▶

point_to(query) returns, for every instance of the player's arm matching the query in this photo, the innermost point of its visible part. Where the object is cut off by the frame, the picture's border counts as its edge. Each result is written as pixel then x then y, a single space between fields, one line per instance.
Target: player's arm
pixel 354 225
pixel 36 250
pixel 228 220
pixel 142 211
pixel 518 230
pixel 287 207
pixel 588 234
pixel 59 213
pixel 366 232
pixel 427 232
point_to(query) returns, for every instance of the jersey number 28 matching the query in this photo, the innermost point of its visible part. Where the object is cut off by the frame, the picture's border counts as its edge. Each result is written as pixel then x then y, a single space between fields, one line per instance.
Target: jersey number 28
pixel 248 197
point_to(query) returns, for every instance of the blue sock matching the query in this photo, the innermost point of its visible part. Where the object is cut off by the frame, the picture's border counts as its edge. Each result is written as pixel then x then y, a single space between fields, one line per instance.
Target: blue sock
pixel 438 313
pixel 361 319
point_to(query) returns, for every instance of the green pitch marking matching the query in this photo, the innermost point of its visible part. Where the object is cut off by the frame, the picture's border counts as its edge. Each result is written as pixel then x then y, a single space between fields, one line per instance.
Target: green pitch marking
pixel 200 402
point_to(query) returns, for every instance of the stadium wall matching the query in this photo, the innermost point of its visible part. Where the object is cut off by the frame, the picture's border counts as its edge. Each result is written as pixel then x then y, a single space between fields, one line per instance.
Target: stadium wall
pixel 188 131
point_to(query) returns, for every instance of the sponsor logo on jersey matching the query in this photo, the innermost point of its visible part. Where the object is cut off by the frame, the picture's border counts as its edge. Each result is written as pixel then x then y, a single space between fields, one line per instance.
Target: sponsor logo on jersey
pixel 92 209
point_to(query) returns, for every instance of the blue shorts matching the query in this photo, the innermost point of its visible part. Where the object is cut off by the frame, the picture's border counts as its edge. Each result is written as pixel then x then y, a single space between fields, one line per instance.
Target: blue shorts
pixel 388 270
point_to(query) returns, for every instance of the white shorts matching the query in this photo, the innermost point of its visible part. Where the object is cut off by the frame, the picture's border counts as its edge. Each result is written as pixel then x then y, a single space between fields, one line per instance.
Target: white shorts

◀

■ What is expected ■
Copy the entries exactly as they appear.

■ Reply to the exercise ■
point_to(query) returns, for every instance of the player's arm matching the query in this photo, the innermost point of its visible part. Where the object is cut off by the frame, the picture's border counts as its edge. Each result is written as pixel then x then y, a single space between fields, one line per instance.
Target: player's arm
pixel 354 225
pixel 36 250
pixel 228 220
pixel 142 211
pixel 518 230
pixel 287 207
pixel 588 234
pixel 59 213
pixel 366 232
pixel 427 232
point_to(query) returns, for every instance of the jersey number 28 matching the query in this photo, the innermost point of its visible part. Where the object is cut off by the frame, the picture's border counts as its edge. Each result is written as pixel then x then y, a single space between fields, one line per instance.
Target: jersey number 28
pixel 248 197
point_to(query) returns, for every instance of the blue sock matching the query in this photo, the innermost point of its visible part. Where the object is cut off by the frame, the picture's border counts as its edge. Each result is written as pixel then x then y, a single space between fields, one line per instance.
Target: blue sock
pixel 438 313
pixel 361 319
point_to(query) returns, for every instance of the green pitch marking matching the query in this photo, the innermost point of its visible part. Where the object is cut off by the frame, the picture's border counts as its edge. Each result is written as pixel then x then y, a single space between fields, one line per instance.
Target: green pitch marking
pixel 200 402
point_to(query) returns, for every instance of the stadium wall matching the query in this photo, the innermost point of its visible part. Where the object is cut off by the frame, the picture's border counts as its edge. Each result is written as pixel then x then y, a single space between fields, one line per instance.
Target: stadium wall
pixel 188 131
point_to(query) returns, for every instance of the sponsor logo on jersey matching the query in this photo, the innermost point of its visible part. Where the object is cut off by the frame, the picture's border counts as its edge. Each result is written as pixel then x then y, a single space between fields, one line per instance.
Target: sponsor logo on jersey
pixel 92 209
point_to(query) returns, for every instance of the blue shorts matching the query in this photo, the innermost point of its visible part. Where the object is cut off by the frame, the picture's border counts as its edge. Each result is written as pixel then x then y, a single space between fields, one line per instance.
Target: blue shorts
pixel 388 270
point_to(query) returns, for every instance of the white shorts matching the query in this photo, the innermost point of its visible part. Where the object is cut off by the frame, the picture's border counts as its edge. Each result is written as pixel then x then y, a single space between fields, one line per instance.
Target: white shorts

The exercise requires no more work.